### TESTO IN ESAME
....

Il periodo per il quale si è protratta l’esecuzione, infatti, come autorevolmente evidenziato, «non può in generale essere ritenuto “neutro” poiché il decorrere dello stesso, in presenza di significativi elementi dai quali possa desumersi il venir meno ovvero anche il solo affievolimento delle esigenze originarie, deve essere adeguatamente considerato dal giudice» (così Sez. U, n. 16085 del 31/03/2011, COGNOME, Rv. 249324; Sez. 1, n. 11905 del 28/02/2017, COGNOME, non massimala; Sez. 2, n. 54298 del 16/09/2016, COGNOME, Rv. 268634).
Tanto premesso, la questione dedotta nel ricorso circa il rivo da attribuire al tempo intercorso tra la data di consumazione delle condotte e quello di valutazione dell’istanza ex art. 299 cod. proc. pen. non è correttamente posta.
2.1. La giurisprudenza citata dalla ricorrente in ordine all’incidenza del fattore temporale si riferisce, invero, alla fase genetica di applicazione della misura, e non già alla revoca della stessa, in tal modo incorrendo in un evidente vulnus dell’approccio alla questione di diritto.
Il caso di specie, infatti, si riferisce al procedimento che ha preso le mosse da una istanza di revoca della misura e non a un provvedimento applicativo della stessa. In questa fase, quindi, una nuova valutazione sulla questione relativa al tempo decorso dalle condotte (2018-2020) e al tempo c.d. silente, sino alla data di applicazione della misura, è preclusa.
Nell’attuale fase, invece, non risulta alcun fatto sopravvenuto, in tesi ignorato dal Tribunale procedente, che consenta di ritenere che siano venute meno le originarie esigenze cautelari.
La stessa difesa, se si esclude un incidentale riferimento alla dissoluzione dell’associazione a delinquere che si reputa derivante dall’esecuzione di misure interdittive anche a carico dei coindagati, non ha allegato alcun elemento ulteriore idoneo a “scardinare” il precedente giudizio di attualità delle esigenze, soprattutto in considerazione della natura della misura in atto – sospensione dall’esercizio del pubblico ufficio di responsabile dell’ufficio Gestione del territorio del Comune di
Bolzano) – e dei reati oggetto di provvisoria incolpazione, tutti radicati nell’esercizio delle funzioni, con l’aggravante di cui all’art. 416-bis 1. cod. pen.
Per contro, l’ordinanza impugnata ha ampiamente argomentato riguardo il concreto ed attuale pericolo di recidiva, correlato alla estensione e reiterazione del modus operandi, reputato tale da poter essere replicato laddove l’indagata potesse accedere alla funzione pubblica interdetta.
2.2. Ne discende che siffatto giudizio predittivo, esplicato senza aporie logiche, non si risolve – come invece dedotto dal ricorrente – nella mera qualificazione di reato permanente dell’incolpazione provvisoria di cui all’art. 416 cod. pen., ma si estende proprio a delibare il nesso funzionale tra il munus pubblico e i reiterati abusi contestati, tutti – al netto delle citate violazioni dell’art. 323 cod. pen. – espressiv della reiterazione di condotte tanto collaudate, da rivelarsi in concreto reiterabili.

....

### ESTRATTI DELLE RIGHE
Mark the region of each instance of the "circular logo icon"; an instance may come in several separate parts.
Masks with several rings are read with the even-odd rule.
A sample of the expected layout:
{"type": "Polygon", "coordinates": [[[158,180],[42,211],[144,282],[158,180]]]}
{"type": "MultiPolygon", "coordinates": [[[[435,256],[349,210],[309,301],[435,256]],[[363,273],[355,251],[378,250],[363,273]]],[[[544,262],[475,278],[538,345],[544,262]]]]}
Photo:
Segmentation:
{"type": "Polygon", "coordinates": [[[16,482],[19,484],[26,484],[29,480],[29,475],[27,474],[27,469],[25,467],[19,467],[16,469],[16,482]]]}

....

### DESCRIZIONE ESERCIZIO
Secondo il testo in esame, in quale arco di anni si collocano le condotte?

### RISPOSTA
Tra il 2018 e il 2020.